(Data items)
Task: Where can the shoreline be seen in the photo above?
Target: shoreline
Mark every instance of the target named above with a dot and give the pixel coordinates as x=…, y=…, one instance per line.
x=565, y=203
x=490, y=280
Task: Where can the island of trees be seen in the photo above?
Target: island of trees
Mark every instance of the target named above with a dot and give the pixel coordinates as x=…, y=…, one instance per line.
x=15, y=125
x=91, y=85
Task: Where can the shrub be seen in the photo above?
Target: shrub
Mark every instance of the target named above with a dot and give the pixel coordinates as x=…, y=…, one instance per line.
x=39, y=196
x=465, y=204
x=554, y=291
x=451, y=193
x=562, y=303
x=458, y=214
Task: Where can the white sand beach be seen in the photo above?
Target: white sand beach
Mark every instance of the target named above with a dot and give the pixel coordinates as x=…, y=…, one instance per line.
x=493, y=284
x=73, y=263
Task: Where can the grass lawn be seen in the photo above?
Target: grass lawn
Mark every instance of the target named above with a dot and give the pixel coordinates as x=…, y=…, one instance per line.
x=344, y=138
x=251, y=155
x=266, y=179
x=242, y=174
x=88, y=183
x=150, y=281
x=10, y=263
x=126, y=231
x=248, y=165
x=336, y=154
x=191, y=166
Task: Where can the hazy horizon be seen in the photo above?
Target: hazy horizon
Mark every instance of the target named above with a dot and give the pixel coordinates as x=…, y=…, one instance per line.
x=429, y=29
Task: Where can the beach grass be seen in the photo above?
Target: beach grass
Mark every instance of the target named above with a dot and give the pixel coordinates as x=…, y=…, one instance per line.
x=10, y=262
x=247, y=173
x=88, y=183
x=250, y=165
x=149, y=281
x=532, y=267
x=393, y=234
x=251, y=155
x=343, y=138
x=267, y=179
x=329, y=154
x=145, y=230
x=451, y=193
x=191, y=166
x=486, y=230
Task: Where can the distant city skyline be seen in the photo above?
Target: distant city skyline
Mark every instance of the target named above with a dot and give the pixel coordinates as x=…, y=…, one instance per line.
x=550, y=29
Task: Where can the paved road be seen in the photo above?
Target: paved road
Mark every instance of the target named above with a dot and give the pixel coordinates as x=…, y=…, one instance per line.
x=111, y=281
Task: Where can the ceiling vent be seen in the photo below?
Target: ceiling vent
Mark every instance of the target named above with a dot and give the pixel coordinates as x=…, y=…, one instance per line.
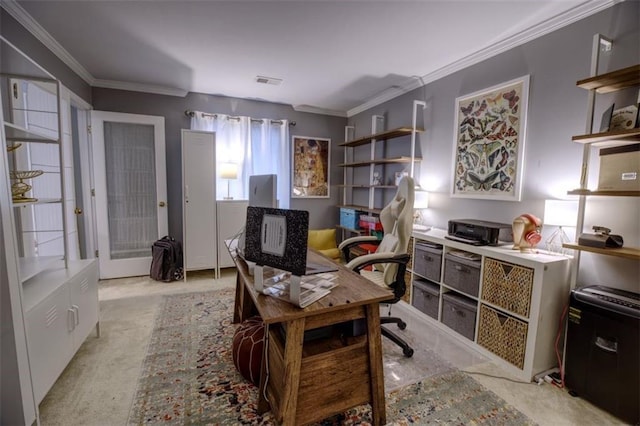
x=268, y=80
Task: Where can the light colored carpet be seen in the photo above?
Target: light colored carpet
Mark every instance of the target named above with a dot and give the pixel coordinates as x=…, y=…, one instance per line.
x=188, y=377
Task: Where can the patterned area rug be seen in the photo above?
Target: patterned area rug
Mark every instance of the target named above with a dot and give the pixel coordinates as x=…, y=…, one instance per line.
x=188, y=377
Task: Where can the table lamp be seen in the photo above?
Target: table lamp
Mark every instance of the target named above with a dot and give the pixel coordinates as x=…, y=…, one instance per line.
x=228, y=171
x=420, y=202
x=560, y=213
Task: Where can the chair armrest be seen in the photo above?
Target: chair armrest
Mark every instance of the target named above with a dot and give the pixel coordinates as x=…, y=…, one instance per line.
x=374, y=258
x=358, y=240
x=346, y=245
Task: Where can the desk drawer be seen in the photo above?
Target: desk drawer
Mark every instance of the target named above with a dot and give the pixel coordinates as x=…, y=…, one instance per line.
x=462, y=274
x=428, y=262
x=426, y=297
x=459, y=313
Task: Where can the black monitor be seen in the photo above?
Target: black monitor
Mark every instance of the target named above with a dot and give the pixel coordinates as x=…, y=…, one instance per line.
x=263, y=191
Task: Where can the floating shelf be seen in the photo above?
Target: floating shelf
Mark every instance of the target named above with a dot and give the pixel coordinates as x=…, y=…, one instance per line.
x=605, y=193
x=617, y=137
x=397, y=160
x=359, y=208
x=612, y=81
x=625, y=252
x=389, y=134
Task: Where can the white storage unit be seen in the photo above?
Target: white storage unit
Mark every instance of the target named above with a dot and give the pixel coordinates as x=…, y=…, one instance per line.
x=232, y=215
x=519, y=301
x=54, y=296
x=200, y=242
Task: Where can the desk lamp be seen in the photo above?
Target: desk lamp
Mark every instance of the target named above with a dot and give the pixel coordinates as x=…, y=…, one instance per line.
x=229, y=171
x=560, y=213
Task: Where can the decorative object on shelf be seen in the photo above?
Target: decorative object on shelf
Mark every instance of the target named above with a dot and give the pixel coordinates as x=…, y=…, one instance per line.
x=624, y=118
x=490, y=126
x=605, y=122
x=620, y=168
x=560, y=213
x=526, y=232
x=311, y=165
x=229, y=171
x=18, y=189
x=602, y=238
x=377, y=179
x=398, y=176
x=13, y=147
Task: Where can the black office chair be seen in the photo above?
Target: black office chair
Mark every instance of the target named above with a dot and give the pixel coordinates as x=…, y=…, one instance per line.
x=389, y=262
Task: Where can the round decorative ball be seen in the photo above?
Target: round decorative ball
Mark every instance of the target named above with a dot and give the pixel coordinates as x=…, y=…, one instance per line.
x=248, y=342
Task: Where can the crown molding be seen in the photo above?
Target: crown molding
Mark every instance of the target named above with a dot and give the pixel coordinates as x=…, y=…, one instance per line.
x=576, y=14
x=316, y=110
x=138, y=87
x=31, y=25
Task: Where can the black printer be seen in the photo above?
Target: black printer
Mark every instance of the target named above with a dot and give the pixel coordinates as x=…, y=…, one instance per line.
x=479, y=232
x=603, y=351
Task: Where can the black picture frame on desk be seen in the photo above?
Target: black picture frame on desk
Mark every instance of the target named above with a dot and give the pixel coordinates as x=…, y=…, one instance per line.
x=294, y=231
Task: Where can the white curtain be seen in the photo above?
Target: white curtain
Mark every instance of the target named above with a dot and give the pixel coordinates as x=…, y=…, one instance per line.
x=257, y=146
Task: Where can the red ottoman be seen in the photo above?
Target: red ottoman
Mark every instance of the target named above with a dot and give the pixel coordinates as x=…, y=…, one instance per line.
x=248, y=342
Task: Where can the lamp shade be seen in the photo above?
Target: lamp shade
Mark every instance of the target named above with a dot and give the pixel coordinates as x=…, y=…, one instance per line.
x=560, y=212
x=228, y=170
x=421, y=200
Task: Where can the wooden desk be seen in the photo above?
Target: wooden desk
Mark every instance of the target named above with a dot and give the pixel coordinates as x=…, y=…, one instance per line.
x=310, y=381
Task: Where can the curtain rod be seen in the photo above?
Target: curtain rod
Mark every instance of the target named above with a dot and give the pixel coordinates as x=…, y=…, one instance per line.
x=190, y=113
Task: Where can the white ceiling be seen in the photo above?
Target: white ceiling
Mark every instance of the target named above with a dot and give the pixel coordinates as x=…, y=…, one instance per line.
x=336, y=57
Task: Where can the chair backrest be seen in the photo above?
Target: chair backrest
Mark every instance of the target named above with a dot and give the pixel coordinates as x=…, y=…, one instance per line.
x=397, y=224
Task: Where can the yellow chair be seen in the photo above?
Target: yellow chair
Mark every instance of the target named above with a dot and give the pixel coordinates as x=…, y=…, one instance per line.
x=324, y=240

WHAT IS EXPECTED: Rewrite every line of the records above as a numbered list, omitting blank lines and leaving the pictures out of your answer.

REPLY:
1. Task: Where can the shoreline be seen in the photo above?
2. Target: shoreline
3. Mark every instance of the target named above with a dot and give the pixel coordinates as x=…, y=…, one instance per line.
4. x=565, y=203
5. x=490, y=280
6. Task: Where can the island of trees be seen in the photo above?
7. Target: island of trees
8. Mark every instance of the target named above with a dot and give the pixel coordinates as x=…, y=…, one instance per line.
9. x=15, y=125
10. x=91, y=85
11. Task: Where can the shrub be seen in the photo above?
12. Target: shrub
13. Mark every instance of the target named above with a dot and give the pixel coordinates as x=…, y=…, one instance per line.
14. x=39, y=196
15. x=465, y=204
16. x=554, y=291
17. x=451, y=193
18. x=562, y=303
19. x=458, y=214
20. Task: Where can the white sand beach be seen in the photo above?
21. Target: white sand beach
22. Mark every instance of the target named above with a dot and give the pixel coordinates as x=…, y=…, one instance per line.
23. x=493, y=284
24. x=73, y=263
25. Task: Where can the grass lawn be seen in the photo above?
26. Target: grass lawn
27. Mark every instance of the target named above with a dot and give the pixel coordinates as x=…, y=…, one instance per line.
28. x=344, y=138
29. x=251, y=155
30. x=266, y=179
31. x=242, y=174
32. x=88, y=183
33. x=150, y=281
34. x=10, y=263
35. x=126, y=231
36. x=248, y=165
37. x=336, y=154
38. x=191, y=166
39. Task: Where can the hazy horizon be seen in the photo above?
40. Target: hazy horizon
41. Mark every instance of the target named above with a dot and give the pixel coordinates as x=…, y=…, one instance per line.
42. x=429, y=29
43. Task: Where can the beach grass be seen in the photo above?
44. Target: beach grass
45. Mark every instance of the target named above with a dot and give the pixel coordinates as x=…, y=…, one instance per line.
46. x=10, y=262
47. x=247, y=173
48. x=88, y=183
49. x=250, y=165
50. x=149, y=281
51. x=532, y=267
52. x=393, y=234
53. x=251, y=155
54. x=343, y=138
55. x=267, y=179
56. x=329, y=154
57. x=145, y=230
58. x=451, y=193
59. x=191, y=166
60. x=486, y=230
61. Task: Where can the distant city skyline be seen in the photo above?
62. Target: distant city skyline
63. Mark every instance of the target named above with a dot and give the pixel coordinates as x=…, y=…, one instance per line.
64. x=550, y=29
65. Task: Where can the paved road be seen in the photo above?
66. Target: paved road
67. Mark every instance of the target named above with a dot and give the pixel coordinates as x=…, y=…, one instance per line.
68. x=111, y=281
69. Task: Where can the ceiling vent be seen in the photo below?
70. Target: ceiling vent
71. Mark every instance of the target named above with a dot and give the pixel coordinates as x=…, y=…, one instance per line.
72. x=268, y=80
73. Task: Where can the light colored carpet be seen in the photo above?
74. Target: light colored carpet
75. Mark every instance of the target named above with a dot and give the pixel coordinates as x=…, y=…, one instance per line.
76. x=188, y=377
77. Task: Where can the patterned area rug be seen in the photo above?
78. Target: patterned area rug
79. Mark every instance of the target named above with a dot and give the pixel coordinates as x=…, y=…, one instance per line.
80. x=188, y=377
81. Task: Where can the table lamp be seen in the photo above?
82. Target: table lamp
83. Mark every instance of the target named above with a dot and give the pixel coordinates as x=…, y=…, one instance per line.
84. x=228, y=171
85. x=420, y=202
86. x=560, y=213
87. Task: Where can the chair armrest be seen in the photo above?
88. Target: chair armrest
89. Mark every instance of the target named above with a dot and give the pixel coordinates as x=…, y=…, one instance per line.
90. x=374, y=258
91. x=358, y=240
92. x=346, y=245
93. Task: Where can the desk drawer be seen in the photo above?
94. Target: desk drawer
95. Mark every instance of the target named above with a dot and give the pixel coordinates as x=…, y=…, one instance per line.
96. x=462, y=274
97. x=428, y=262
98. x=426, y=297
99. x=459, y=313
100. Task: Where can the black monitor be seen in the photo above?
101. Target: black monitor
102. Mark every instance of the target named above with a dot and give the pixel coordinates as x=…, y=…, one instance per line.
103. x=263, y=191
104. Task: Where can the floating shelf be seen in the photo above?
105. Target: floating shelf
106. Mark every instance of the target named above with a dot and give the pixel coordinates as x=…, y=…, one instance per line.
107. x=605, y=193
108. x=617, y=137
109. x=397, y=160
110. x=359, y=208
111. x=612, y=81
112. x=625, y=252
113. x=389, y=134
114. Task: Where can the white storage unit be seen in the photo above?
115. Target: white storage unit
116. Mark every instance of the target named above with a dot and give the pixel coordinates as x=…, y=…, one instance per line.
117. x=232, y=215
118. x=519, y=301
119. x=54, y=296
120. x=200, y=242
121. Task: Where can the desk lamp be seen in the photo above?
122. Target: desk lamp
123. Mark every instance of the target named above with a dot and give the pixel coordinates as x=…, y=…, one instance per line.
124. x=229, y=171
125. x=560, y=213
126. Task: Where can the decorative object on shelf be seen in the photo above?
127. Target: decorative object on shelf
128. Mark every instance of the target named above with a dot and give the pixel coordinates as x=…, y=…, one instance per line.
129. x=624, y=118
130. x=490, y=126
131. x=605, y=122
132. x=620, y=168
133. x=560, y=213
134. x=526, y=232
135. x=311, y=165
136. x=229, y=171
137. x=18, y=189
138. x=602, y=238
139. x=377, y=179
140. x=398, y=176
141. x=13, y=147
142. Task: Where can the black office chair be seen in the photo above?
143. Target: black office chair
144. Mark every instance of the target named above with a dot and give the pixel coordinates as x=…, y=…, one instance per line.
145. x=389, y=262
146. Task: Where can the round decorative ball be seen in the photo above?
147. Target: round decorative ball
148. Mark every instance of the target named above with a dot and give the pixel coordinates as x=…, y=…, one instance per line.
149. x=248, y=342
150. Task: Where can the crown molding be seen in the photo above?
151. Target: crown molding
152. Mark every instance of the target named above with a dot and give the pixel coordinates as x=…, y=…, one instance per line.
153. x=576, y=14
154. x=316, y=110
155. x=138, y=87
156. x=31, y=25
157. Task: Where can the black printer be seen in the photo above?
158. Target: black printer
159. Mark every instance of the target named above with a dot and give the pixel coordinates as x=…, y=…, one instance per line.
160. x=479, y=232
161. x=603, y=351
162. Task: Where can the black picture frame on desk be seen in the photo above?
163. Target: black picture frame on desk
164. Mark every instance of the target named above with a dot and give the pixel coordinates as x=…, y=…, one instance per line.
165. x=294, y=231
166. Task: Where can the white curtain be seen in the photo above?
167. Target: white curtain
168. Mark every instance of the target named above with a dot and give the pixel coordinates as x=…, y=…, one instance per line.
169. x=257, y=146
170. Task: Where can the red ottoman be seen in the photo above?
171. Target: red ottoman
172. Mark every instance of the target named above with a dot and give the pixel coordinates as x=…, y=…, one instance per line.
173. x=248, y=342
174. Task: Where can the lamp shade be seen in the photo above?
175. Target: lamp shade
176. Mark every instance of the target named above with a dot and give the pixel coordinates as x=…, y=…, one instance per line.
177. x=560, y=212
178. x=228, y=170
179. x=421, y=200
180. Task: Where can the wooden desk be seen in the photo above?
181. Target: wooden desk
182. Mark every instance of the target named above with a dot and give the pixel coordinates as x=…, y=…, one instance per line.
183. x=310, y=381
184. Task: Where can the curtain rod be seen in the photo above?
185. Target: curtain rod
186. Mark every instance of the target named above with a dot and give the pixel coordinates as x=…, y=…, one instance per line.
187. x=190, y=113
188. Task: Where can the white ceiling be seen in the photo above?
189. Target: white ceiling
190. Mark every instance of the target named above with a dot and give the pixel coordinates as x=…, y=…, one instance per line.
191. x=336, y=57
192. Task: Where can the chair backrest be seen in the photo above?
193. Target: chair backrest
194. Mark every instance of the target named above with a dot and give the pixel coordinates as x=…, y=…, one instance per line.
195. x=397, y=224
196. Task: Where can the yellow chair be seen in the photo above?
197. Target: yellow chair
198. Mark every instance of the target named above with a dot and give the pixel coordinates as x=…, y=…, one instance per line.
199. x=324, y=240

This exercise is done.